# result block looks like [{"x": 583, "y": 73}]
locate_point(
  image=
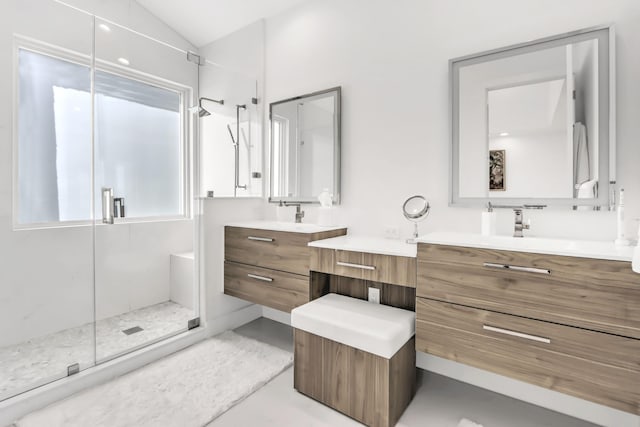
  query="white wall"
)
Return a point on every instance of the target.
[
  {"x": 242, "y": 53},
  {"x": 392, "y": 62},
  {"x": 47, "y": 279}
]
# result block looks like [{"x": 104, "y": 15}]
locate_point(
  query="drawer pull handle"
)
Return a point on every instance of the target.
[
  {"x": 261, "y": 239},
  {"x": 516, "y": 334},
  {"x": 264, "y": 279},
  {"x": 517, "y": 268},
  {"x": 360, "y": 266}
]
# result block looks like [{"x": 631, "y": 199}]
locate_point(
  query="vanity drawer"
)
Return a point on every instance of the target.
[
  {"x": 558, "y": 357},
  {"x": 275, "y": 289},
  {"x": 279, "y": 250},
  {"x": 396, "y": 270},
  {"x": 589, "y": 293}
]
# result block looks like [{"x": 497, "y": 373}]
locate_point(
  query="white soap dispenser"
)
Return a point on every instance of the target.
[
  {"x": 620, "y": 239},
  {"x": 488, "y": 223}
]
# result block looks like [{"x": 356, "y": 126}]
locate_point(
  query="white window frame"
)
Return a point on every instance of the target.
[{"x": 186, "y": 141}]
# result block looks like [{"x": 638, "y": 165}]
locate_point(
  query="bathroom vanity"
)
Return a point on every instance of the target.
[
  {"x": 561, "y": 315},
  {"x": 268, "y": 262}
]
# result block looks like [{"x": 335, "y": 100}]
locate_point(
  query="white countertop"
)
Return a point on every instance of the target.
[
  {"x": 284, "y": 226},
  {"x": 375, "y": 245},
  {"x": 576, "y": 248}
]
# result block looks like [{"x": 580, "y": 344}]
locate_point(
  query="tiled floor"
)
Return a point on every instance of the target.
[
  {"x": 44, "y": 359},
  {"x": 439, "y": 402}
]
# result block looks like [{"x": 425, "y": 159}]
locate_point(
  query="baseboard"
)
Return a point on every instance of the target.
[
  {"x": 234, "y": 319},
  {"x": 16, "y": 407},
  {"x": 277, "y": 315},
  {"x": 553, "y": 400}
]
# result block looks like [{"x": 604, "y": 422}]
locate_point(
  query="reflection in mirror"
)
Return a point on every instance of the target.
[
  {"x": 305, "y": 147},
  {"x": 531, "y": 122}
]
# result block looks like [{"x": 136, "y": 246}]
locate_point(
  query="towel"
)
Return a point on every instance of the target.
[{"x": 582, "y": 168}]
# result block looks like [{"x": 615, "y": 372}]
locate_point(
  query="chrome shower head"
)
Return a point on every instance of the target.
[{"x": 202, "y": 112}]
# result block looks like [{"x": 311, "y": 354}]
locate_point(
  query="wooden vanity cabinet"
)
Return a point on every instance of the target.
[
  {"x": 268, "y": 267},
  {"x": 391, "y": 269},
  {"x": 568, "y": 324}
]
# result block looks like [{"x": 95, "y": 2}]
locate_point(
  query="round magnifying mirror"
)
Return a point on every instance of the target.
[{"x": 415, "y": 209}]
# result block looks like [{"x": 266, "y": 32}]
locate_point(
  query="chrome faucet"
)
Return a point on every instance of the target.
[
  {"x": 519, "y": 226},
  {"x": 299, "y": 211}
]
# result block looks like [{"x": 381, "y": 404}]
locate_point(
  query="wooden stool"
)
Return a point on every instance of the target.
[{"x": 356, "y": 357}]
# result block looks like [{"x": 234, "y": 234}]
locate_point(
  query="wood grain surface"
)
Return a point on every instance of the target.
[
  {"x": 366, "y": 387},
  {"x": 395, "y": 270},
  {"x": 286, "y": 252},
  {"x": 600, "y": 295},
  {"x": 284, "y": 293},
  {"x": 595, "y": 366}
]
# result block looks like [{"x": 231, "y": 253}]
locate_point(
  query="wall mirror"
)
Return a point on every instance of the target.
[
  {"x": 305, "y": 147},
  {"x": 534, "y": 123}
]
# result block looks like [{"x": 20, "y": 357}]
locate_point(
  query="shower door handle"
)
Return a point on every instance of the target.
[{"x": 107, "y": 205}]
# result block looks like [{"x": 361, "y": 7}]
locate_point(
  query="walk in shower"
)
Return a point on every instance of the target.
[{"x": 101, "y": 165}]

• • •

### Your goal
This task calls for each line of the material that contains "chrome".

### Exercise result
  query="chrome shower head"
  query="chrome faucet"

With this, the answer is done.